Given records.
= = = = =
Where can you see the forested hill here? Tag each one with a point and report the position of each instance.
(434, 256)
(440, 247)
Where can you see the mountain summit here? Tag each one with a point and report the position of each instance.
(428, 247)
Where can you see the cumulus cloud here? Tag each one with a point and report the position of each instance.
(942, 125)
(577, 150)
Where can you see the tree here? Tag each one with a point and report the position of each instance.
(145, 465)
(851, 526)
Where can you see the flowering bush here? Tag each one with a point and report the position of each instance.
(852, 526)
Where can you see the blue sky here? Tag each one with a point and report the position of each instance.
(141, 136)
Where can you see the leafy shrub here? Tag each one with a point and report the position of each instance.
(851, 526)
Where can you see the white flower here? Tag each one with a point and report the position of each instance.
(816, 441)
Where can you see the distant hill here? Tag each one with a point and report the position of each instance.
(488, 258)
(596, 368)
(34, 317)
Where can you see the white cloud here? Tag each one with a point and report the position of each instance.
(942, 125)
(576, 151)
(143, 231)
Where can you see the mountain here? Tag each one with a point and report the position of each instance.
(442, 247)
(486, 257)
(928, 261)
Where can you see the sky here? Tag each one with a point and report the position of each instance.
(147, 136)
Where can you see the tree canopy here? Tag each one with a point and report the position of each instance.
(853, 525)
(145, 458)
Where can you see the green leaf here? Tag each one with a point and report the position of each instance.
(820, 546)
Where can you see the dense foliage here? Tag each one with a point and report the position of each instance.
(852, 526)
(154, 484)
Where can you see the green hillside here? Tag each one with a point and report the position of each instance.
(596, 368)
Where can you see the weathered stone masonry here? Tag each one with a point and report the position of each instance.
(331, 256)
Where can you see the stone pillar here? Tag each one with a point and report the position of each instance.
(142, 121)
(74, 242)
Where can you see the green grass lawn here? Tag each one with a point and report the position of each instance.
= = = = =
What the exercise asks.
Recast the rows above as a Markdown table with the columns "No." and "Line", numbering each row in order and leaving out any blank lines.

Task result.
| No. | Line |
|---|---|
| 1 | Where can you see the forested hill here? Tag each one with a point and report the position of each instance. |
| 2 | (434, 256) |
| 3 | (440, 247) |
| 4 | Where can you see the mountain summit here? Tag each one with a point and report the position of each instance. |
| 5 | (428, 247) |
| 6 | Where can you see the cumulus cloud here? Tag each one with a point and report the position of each instance. |
| 7 | (942, 125) |
| 8 | (577, 150) |
| 9 | Where can you see the tree here? Tag each one with a point and report the position of each instance. |
| 10 | (145, 465) |
| 11 | (851, 526) |
| 12 | Where can you see the flowering bush here? Tag each one with a point and report the position of each instance. |
| 13 | (852, 526) |
| 14 | Where can you see the blue sky here? Tag each one with a point and report the position of each instance. |
| 15 | (141, 136) |
| 16 | Where can you see the leafy shrub here? Tag each one with a point and report the position of each instance. |
| 17 | (851, 526) |
| 18 | Where can you see the white flower here? Tag each one with a point and report the position of each instance. |
| 19 | (816, 441) |
| 20 | Where can you see the distant hill here? Tag each one with a point and report the position of each instance. |
| 21 | (488, 258) |
| 22 | (596, 368) |
| 23 | (34, 317) |
| 24 | Where can you see the white cloud here? Tag each one with a point and report the position of each instance. |
| 25 | (942, 125) |
| 26 | (576, 151) |
| 27 | (143, 231) |
| 28 | Where can you see the mountain here? Tag each one with a point and report the position of each instance. |
| 29 | (442, 247) |
| 30 | (486, 257) |
| 31 | (928, 261) |
| 32 | Where can you see the sky here? Tag each one with a point and report the position of each instance. |
| 33 | (147, 136) |
| 34 | Where can you see the tree canopy here? Tag each one with a point and report the position of each instance. |
| 35 | (853, 525) |
| 36 | (145, 458) |
| 37 | Where can you see the green leaf here? Tag each one with a point and report the position of each instance. |
| 38 | (820, 546) |
| 39 | Where can you see the dense foliage here? Tag each one with a point and report the position of each instance. |
| 40 | (852, 526) |
| 41 | (154, 484) |
| 42 | Where can you see the green hillside here? Tag each one with a point and report the position of each instance. |
| 43 | (596, 368) |
| 44 | Where can you see the weathered stone masonry here? Tag each one with a point and report the position of each instance. |
| 45 | (331, 256) |
| 46 | Where can you see the stone pillar here? Tag each one with a point and report the position of each instance. |
| 47 | (142, 121) |
| 48 | (74, 242) |
| 49 | Where can you see the green grass lawn here? Tag each one with a point and report the position of each instance. |